▶ Required work:
Find every line in the entries below that contains the string "window", matching case, and copy each such line.

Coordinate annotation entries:
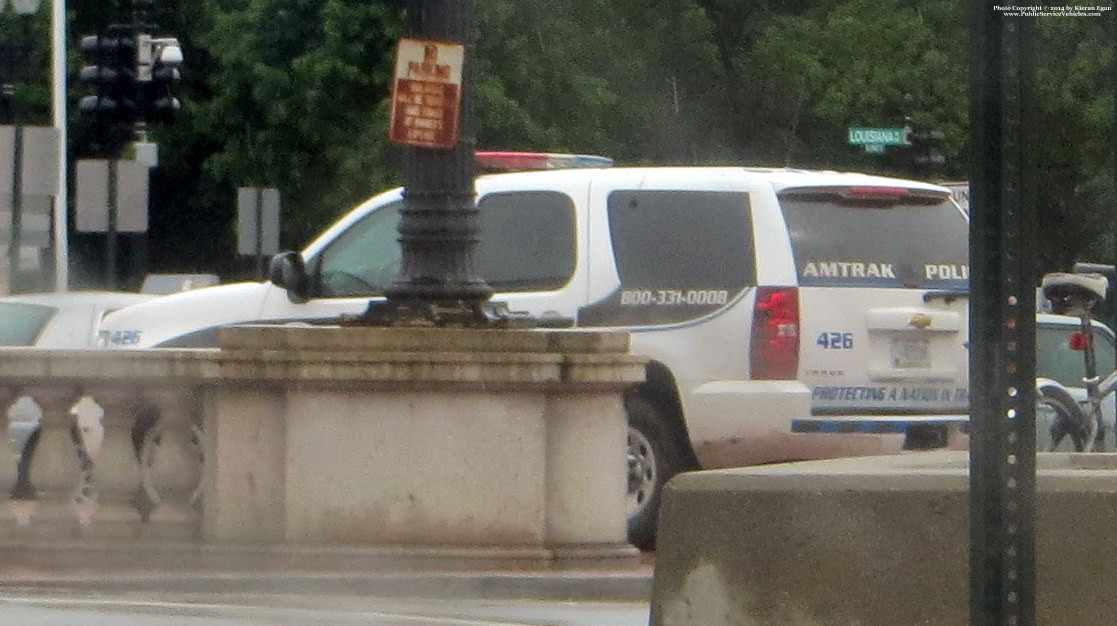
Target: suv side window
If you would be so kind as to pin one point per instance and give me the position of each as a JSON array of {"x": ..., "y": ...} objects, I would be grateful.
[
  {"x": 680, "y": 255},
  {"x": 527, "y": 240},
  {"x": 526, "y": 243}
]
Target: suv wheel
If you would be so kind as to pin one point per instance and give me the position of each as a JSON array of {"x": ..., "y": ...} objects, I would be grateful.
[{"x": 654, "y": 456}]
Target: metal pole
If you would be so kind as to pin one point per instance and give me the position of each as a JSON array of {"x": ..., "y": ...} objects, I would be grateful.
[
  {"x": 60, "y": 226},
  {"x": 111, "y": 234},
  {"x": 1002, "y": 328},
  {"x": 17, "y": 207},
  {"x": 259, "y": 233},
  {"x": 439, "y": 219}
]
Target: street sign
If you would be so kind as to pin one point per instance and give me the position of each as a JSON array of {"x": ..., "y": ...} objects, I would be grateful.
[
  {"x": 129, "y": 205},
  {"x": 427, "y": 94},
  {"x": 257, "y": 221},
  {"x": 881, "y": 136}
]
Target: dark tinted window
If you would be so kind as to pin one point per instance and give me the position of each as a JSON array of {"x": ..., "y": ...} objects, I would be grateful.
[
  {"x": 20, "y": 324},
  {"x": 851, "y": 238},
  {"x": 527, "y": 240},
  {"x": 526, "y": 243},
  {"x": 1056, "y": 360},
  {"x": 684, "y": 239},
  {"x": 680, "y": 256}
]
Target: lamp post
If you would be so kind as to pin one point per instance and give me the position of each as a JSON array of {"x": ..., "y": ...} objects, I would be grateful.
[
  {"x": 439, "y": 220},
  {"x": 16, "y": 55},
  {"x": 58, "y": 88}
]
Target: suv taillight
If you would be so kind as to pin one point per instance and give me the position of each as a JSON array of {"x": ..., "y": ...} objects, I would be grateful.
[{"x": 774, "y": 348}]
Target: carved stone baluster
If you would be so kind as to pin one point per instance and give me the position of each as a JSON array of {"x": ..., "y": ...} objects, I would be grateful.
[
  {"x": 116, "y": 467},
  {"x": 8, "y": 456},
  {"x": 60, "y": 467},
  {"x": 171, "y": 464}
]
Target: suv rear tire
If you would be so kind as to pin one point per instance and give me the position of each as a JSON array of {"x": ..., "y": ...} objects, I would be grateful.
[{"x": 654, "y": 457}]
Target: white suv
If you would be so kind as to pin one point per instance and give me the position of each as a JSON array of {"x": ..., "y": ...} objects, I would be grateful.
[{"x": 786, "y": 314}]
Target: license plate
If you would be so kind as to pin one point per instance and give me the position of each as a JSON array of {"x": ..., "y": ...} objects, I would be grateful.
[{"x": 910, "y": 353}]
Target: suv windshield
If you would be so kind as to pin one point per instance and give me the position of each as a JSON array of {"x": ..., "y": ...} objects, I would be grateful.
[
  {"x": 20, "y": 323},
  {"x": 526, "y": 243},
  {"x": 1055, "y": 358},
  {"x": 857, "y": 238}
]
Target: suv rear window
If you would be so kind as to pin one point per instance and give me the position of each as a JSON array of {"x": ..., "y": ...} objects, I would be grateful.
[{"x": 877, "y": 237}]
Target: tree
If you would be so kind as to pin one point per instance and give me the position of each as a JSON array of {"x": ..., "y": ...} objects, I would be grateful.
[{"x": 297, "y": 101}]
* * *
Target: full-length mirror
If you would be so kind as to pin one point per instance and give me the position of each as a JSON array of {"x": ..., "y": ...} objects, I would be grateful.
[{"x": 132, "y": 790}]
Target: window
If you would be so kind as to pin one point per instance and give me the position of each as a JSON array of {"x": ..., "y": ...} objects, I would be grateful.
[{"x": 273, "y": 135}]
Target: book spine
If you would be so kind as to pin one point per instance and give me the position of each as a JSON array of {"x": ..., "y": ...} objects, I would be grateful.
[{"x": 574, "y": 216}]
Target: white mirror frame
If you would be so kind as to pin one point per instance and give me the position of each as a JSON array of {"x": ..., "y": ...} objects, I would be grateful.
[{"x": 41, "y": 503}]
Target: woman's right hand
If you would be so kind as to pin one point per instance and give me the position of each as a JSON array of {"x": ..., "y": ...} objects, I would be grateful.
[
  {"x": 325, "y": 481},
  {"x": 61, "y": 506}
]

▶ Solution to this problem:
Target: suv side window
Target: dark tinted window
Target: suv rear window
Target: window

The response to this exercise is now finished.